- DOCUMENT PASSAGE
┄┄┄┄┄┄┄┄┄┄
First Anonymization Solution for Structured and Unstructured Data for Secondary Use

Privacy Analytics Launches Solution for Structured and Unstructured Data for Secondary Use

Press ReleaseWASHINGTON – Building on its award-winning anonymization software, PARAT, Privacy Analytics Inc. ( announced the availability of PARAT 5.3, which extends its de-identification and masking capabilities to unstructured data. According to one organization, 80 percent of medical record data will be unstructured within two years, a critical source of analysis to ascertain new insights, innovation and knowledge for research hospitals and organizations, medical device companies, and insurance and medical claims providers, among others.1 The challenge for many organizations is accessing and analyzing unstructured and structured data, while ensuring that the personal information it contains is robustly protected under HIPAA and other legal requirements.
┄┄┄┄┄┄┄┄┄┄
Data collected
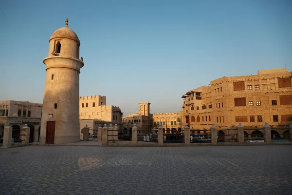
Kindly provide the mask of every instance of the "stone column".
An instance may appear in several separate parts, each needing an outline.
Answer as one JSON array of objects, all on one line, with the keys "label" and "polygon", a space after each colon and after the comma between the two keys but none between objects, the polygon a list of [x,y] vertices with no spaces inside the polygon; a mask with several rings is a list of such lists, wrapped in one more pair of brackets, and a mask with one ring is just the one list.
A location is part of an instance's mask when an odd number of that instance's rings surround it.
[{"label": "stone column", "polygon": [[134,123],[134,126],[132,128],[132,144],[136,145],[138,143],[137,132],[136,123]]},{"label": "stone column", "polygon": [[217,144],[217,127],[215,126],[215,123],[213,123],[211,127],[211,138],[212,139],[212,144]]},{"label": "stone column", "polygon": [[290,139],[291,140],[292,140],[292,122],[291,122],[291,124],[290,125],[290,126],[289,126],[289,131],[290,131]]},{"label": "stone column", "polygon": [[237,126],[237,134],[238,135],[238,140],[239,143],[244,143],[244,134],[243,133],[243,126],[241,125],[241,123],[239,122],[239,125]]},{"label": "stone column", "polygon": [[83,128],[83,141],[89,141],[89,127],[86,126]]},{"label": "stone column", "polygon": [[105,126],[102,128],[102,145],[105,145],[108,144],[108,127],[107,124],[105,124]]},{"label": "stone column", "polygon": [[20,130],[21,134],[25,135],[24,140],[22,141],[22,145],[28,145],[29,143],[29,135],[30,133],[30,128],[27,126],[27,124],[25,124],[25,126]]},{"label": "stone column", "polygon": [[184,144],[190,145],[190,128],[188,126],[188,124],[185,124],[184,127]]},{"label": "stone column", "polygon": [[272,142],[272,137],[271,137],[271,127],[268,124],[268,122],[265,122],[266,124],[263,127],[264,128],[264,134],[265,137],[265,141],[267,143]]},{"label": "stone column", "polygon": [[158,145],[163,145],[163,127],[160,125],[158,127]]},{"label": "stone column", "polygon": [[118,136],[119,135],[119,129],[116,124],[114,124],[114,127],[113,127],[113,131],[112,132],[112,135],[114,136],[112,136],[114,140],[118,140]]},{"label": "stone column", "polygon": [[12,127],[9,126],[4,128],[2,148],[8,148],[11,147],[11,138],[12,138]]},{"label": "stone column", "polygon": [[113,130],[112,125],[110,124],[110,127],[108,128],[108,143],[113,143],[113,141],[111,141],[113,140],[112,130]]},{"label": "stone column", "polygon": [[97,128],[97,141],[101,141],[102,139],[102,127],[99,125]]}]

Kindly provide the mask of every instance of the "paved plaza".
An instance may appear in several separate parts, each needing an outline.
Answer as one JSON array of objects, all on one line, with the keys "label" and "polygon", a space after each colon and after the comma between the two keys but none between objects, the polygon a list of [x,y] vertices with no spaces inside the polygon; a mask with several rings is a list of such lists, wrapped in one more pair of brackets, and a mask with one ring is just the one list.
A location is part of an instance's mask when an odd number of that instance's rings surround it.
[{"label": "paved plaza", "polygon": [[0,149],[1,195],[291,195],[292,146]]}]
┄┄┄┄┄┄┄┄┄┄
- PROBLEM DETAILS
Set down the passage of the press release between "Privacy Analytics Launches" and "other legal requirements.", inclusive, word for word. Work only from the press release and disregard the material.

- EXPECTED ANSWER
Privacy Analytics Launches Solution for Structured and Unstructured Data for Secondary Use

Press ReleaseWASHINGTON – Building on its award-winning anonymization software, PARAT, Privacy Analytics Inc. ( announced the availability of PARAT 5.3, which extends its de-identification and masking capabilities to unstructured data. According to one organization, 80 percent of medical record data will be unstructured within two years, a critical source of analysis to ascertain new insights, innovation and knowledge for research hospitals and organizations, medical device companies, and insurance and medical claims providers, among others.1 The challenge for many organizations is accessing and analyzing unstructured and structured data, while ensuring that the personal information it contains is robustly protected under HIPAA and other legal requirements.